Stalin. Your tsar has come out as being indecisive, he resembles Hamlet. Everybody prompts him as to what is to be done, and he himself does not take any decision... Tsar Ivan was a great and a wise ruler, and if he is compared with Ludwig XI (you have read about Ludwig XI who prepared absolutism for Ludwig XIV), then Ivan the Terrible is in the tenth heaven. The wisdom of Ivan the Terrible is reflected by the following: he looked at things from the national point of view and did not allow foreigners into his country, he barricaded the country from the entry of foreign influence. By showing Ivan the Terrible in this manner you have committed a deviation and a mistake. Peter Ist was also a great ruler, but he was extremely liberal towards foreigners, he opened the gate wide to them and allowed foreign influence into the country and permitted the Germanisation of Russia. Catherine allowed it even more. And further. Was the court of Alexander I really a Russian court? Was the Court of Nicolaus I a Russian court? No, they were German courts.

 

The most outstanding contribution of Ivan the Terrible was that he was the first to introduce the government monopoly of external trade. Ivan the Terrible was the first and Lenin was the second.

 

Zhdanov. The Ivan the Terrible of Eisenstein came out as a neurotic.

 

Molotov. In general, emphasis was given to psychologism, excessive stress was laid on internal psychological contradictions and personal emotions.

 

Stalin. Ivan the Terrible was extremely cruel. It is possible to show why he had to be cruel.

 

....

 

Eisenstein. We are saying that in the first part a number of moments were successful and this gives us the confidence for making the second series.

 

Stalin. We are not talking about what you have achieved, but now we are talking about the shortcomings.

 

Eisenstein asked whether there were some more instructions regarding the film.

 

Stalin. I am not giving you instructions but expressing the viewer's opinion. It is necessary that historical characters are reflected correctly. What did Glinka show us? What is this Glinka. This is Maksim and not Glinka. [They were talking about the film Composer Glinka made by L. Arnshtam. The main role was played by B. Chirkov.] Artist Chirkov could not express himself and for an artist the greatest quality is the capability to transform himself. (Addressing Cherkasov) - you are capable of transforming yourself.

 

Contrary to its fame as a propaganda film, Ivan Groznyy I was apparently not Stalin's favorite movie. Most of the criticism is directed at historical errors and the indecisive and unclear depiction of the czar. Stalin finishes off by lightly ignoring Eisenstein and offering unfaltering praise for his favorite actor.

 

 

The War Ends

 

The Italian Cinema under Mussolini

 

In Italy, Benito Mussolini, not surprisingly, followed Hitler's lead. However, there was a difference; while Germany and the Soviet Union were totalitarian countries, Italy was an authoritarian one. In Nazi or Soviet society, individual ideals and opinions were repressed and crushed- a word against the fuehrer or the general secretary could result in execution. Mussolini's Italy showed a relatively larger amount of tolerance, and individual filmmakers were given more room to create and experiment. Also, both the USSR and Germany consolidated political interests and the cinema into one giant vehicle for propaganda. In Italy, the film industry and political groups were never able to work in harmony.
- - - -
REQUIRED TASK 1
Retype the stretch of the film history text from "Contrary to its" through "his favorite actor.".
REQUIRED TASK 2
What does the film history text name as the most outstanding contribution of Ivan the Terrible?
REQUIRED TASK 3
According to the film history text, why did individual filmmakers in Mussolini's Italy have more room to create and experiment than those in Germany or the Soviet Union?

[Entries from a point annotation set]
- - - -
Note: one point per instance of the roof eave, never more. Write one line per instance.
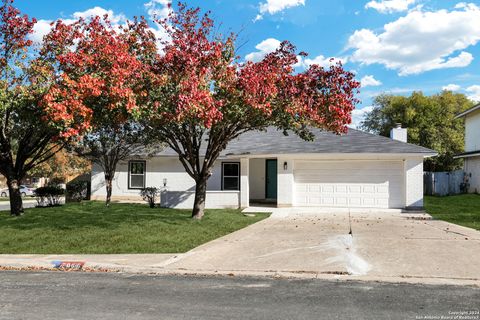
(467, 155)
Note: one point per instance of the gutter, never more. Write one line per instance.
(467, 154)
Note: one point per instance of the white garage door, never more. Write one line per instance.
(352, 184)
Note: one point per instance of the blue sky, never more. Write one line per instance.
(393, 46)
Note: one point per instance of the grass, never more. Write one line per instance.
(92, 228)
(462, 209)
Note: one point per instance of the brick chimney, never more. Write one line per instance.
(398, 133)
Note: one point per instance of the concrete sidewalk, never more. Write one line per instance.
(389, 246)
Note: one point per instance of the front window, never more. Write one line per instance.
(230, 176)
(136, 174)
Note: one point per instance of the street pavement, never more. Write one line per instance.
(54, 295)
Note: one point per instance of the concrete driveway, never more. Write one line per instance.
(383, 246)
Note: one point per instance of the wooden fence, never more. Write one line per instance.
(443, 183)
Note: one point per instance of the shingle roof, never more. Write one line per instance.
(273, 141)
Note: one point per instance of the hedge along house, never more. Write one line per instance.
(355, 170)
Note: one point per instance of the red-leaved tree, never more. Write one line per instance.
(104, 80)
(209, 97)
(26, 141)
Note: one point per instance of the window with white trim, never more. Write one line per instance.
(230, 176)
(136, 174)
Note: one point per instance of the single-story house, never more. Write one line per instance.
(471, 155)
(355, 170)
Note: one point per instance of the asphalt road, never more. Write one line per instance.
(45, 295)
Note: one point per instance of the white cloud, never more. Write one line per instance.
(40, 30)
(420, 41)
(358, 116)
(451, 87)
(370, 81)
(159, 9)
(276, 6)
(43, 27)
(115, 19)
(473, 92)
(264, 48)
(390, 6)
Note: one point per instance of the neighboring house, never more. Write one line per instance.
(353, 170)
(471, 155)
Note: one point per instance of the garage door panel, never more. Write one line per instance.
(349, 183)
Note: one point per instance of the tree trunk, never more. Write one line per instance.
(200, 196)
(108, 185)
(16, 203)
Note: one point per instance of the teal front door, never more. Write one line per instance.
(271, 179)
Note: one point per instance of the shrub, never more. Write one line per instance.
(49, 196)
(77, 191)
(150, 195)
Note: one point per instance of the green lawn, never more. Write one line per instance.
(463, 209)
(91, 227)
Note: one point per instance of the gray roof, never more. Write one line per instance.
(464, 113)
(273, 141)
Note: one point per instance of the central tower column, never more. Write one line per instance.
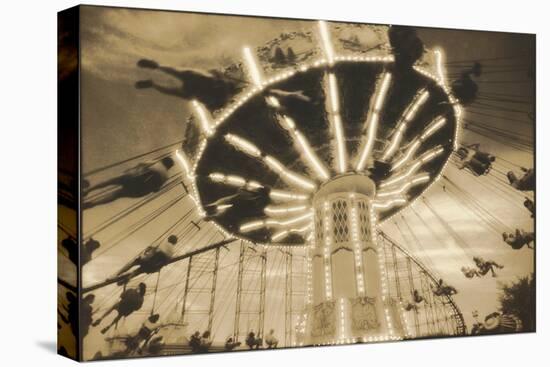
- - - -
RESPONSE 1
Contrary to its fame as a propaganda film, Ivan Groznyy I was apparently not Stalin's favorite movie. Most of the criticism is directed at historical errors and the indecisive and unclear depiction of the czar. Stalin finishes off by lightly ignoring Eisenstein and offering unfaltering praise for his favorite actor.

RESPONSE 2
He was the first to introduce the government monopoly of external trade.

RESPONSE 3
Italy was an authoritarian country, while Germany and the Soviet Union were totalitarian. In those two countries individual ideals and opinions were repressed and crushed. Mussolini's Italy showed relatively more tolerance.